> _Compito A_
Sostituisci "sorella" con "amica" nel testo su Santa Rita e trascrivine il tratto che comincia con le parole "Queste parole sottolineano" e termina dopo "e del turbamento.".

> _Testo fornito_
==*==

A - Santa Rita merita i festeggiamenti solenni che ogni anno le dedichiamo. È infatti una delle Sante più popolari in Italia e nel mondo, la cui fama di santità risale sin dal   momento della sua morte e si è prolungata poi fino ai nostri giorni. Come si spiega la straordinaria diffusione della devozione a Santa Rita? La risposta immediata potrebbe essere data dalla tradizione popolare che la definisce come la santa dei “casi impossibili”, la santa dunque a cui rivolgersi in ogni momento difficile della nostra vita. Lei infatti è vissuta nella ferma convinzione che, affidandosi a Dio, tutto può essere risolto. Per questo noi ci rivolgiamo a lei soprattutto quando, sopraffatti da forze oscure, come le devastanti scosse diaboliche a cui tante volte il nostro corpo e la nostra anima sono soggetti, abbiamo bisogno di un aiuto potente per ottenere l’impossibile, la liberazione dai demoni e la guarigione da tutte le malattie. Tuttavia la risposta più bella sulla popolarità di Santa Rita ci è stata data dal Papa San Giovanni Paolo II. In occasione del sesto centenario della nascita della Santa, scriveva: “Perché Rita è santa? “– si chiedeva- “Non tanto per la fama dei prodigi che la devozione popolare attribuisce all’efficacia della sua intercessione presso Dio onnipotente, quanto per la stupefacente “normalità” dell’esistenza quotidiana, da lei vissuta prima come sposa e madre, poi come vedova ed infine come monaca agostiniana”. 
Queste parole sottolineano come Santa Rita sia stata semplicemente una nostra sorella che ci ha preceduto nel vivere una vita normale, intessuta però della luce e dell’incessante presenza di Dio, il quale mai abbandona le sue creature, specialmente nell’ora del dolore e del turbamento. 
Le letture di oggi ci aiutano a cogliere la bellezza e la fecondità del messaggio di santa Rita, che può riassumersi in tre raccomandazioni: siate santi, sappiate perdonare, amate la croce.
Siate santi. È questo un imperativo per tutti i battezzati. Santa Rita ci ricorda la meravigliosa chiamata che Dio ha stabilito per tutti noi: la chiamata alla santità. Essere santi non ci porta a fuggire dal mondo, a fuggire dai nostri impegni quotidiani, ci spinge invece a trasformare la nostra esistenza in un progressivo e quotidiano incontro con il Signore.

==*==

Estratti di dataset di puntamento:
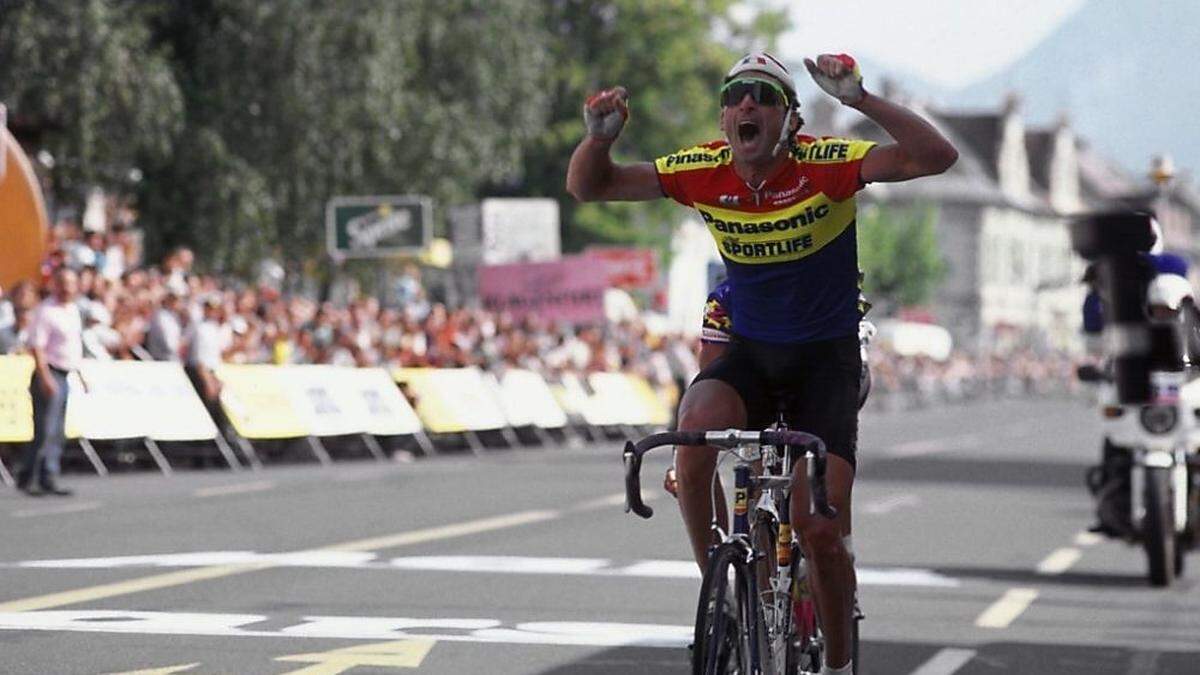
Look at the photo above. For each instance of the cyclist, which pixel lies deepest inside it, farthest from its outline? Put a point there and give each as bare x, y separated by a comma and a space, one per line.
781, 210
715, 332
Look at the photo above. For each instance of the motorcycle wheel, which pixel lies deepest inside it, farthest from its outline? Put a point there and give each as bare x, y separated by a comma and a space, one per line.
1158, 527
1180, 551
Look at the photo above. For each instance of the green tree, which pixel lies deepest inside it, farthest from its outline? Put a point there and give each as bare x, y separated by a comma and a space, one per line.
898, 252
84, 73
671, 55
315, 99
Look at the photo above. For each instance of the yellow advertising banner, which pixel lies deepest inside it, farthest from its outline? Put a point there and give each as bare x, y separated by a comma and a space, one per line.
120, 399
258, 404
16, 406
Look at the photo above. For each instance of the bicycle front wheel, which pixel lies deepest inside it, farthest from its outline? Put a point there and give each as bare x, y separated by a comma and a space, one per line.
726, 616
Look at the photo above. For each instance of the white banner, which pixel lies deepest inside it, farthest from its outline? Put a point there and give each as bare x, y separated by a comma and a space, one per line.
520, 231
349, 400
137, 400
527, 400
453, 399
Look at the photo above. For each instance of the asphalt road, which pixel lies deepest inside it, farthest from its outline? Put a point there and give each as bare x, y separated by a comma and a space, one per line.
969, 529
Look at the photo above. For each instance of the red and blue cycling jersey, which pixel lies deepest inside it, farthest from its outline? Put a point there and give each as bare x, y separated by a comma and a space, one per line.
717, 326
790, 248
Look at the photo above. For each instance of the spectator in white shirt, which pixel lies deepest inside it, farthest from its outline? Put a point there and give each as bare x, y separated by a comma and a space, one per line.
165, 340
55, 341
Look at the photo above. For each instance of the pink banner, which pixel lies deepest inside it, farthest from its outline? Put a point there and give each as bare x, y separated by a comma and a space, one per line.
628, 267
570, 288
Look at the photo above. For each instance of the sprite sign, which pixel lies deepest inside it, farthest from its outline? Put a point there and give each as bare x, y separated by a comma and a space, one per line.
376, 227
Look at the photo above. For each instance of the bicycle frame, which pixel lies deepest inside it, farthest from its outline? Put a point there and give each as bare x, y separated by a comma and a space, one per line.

==*==

> _Compito B_
Trova nei record ogni riga che contiene la parola "bicycle" e copiala.

> _Soluzione svolta A_
Queste parole sottolineano come Santa Rita sia stata semplicemente una nostra amica che ci ha preceduto nel vivere una vita normale, intessuta però della luce e dell’incessante presenza di Dio, il quale mai abbandona le sue creature, specialmente nell’ora del dolore e del turbamento.

> _Soluzione svolta B_
Look at the photo above. For each instance of the bicycle front wheel, which pixel lies deepest inside it, farthest from its outline? Put a point there and give each as bare x, y separated by a comma and a space, one per line.
Look at the photo above. For each instance of the bicycle frame, which pixel lies deepest inside it, farthest from its outline? Put a point there and give each as bare x, y separated by a comma and a space, one per line.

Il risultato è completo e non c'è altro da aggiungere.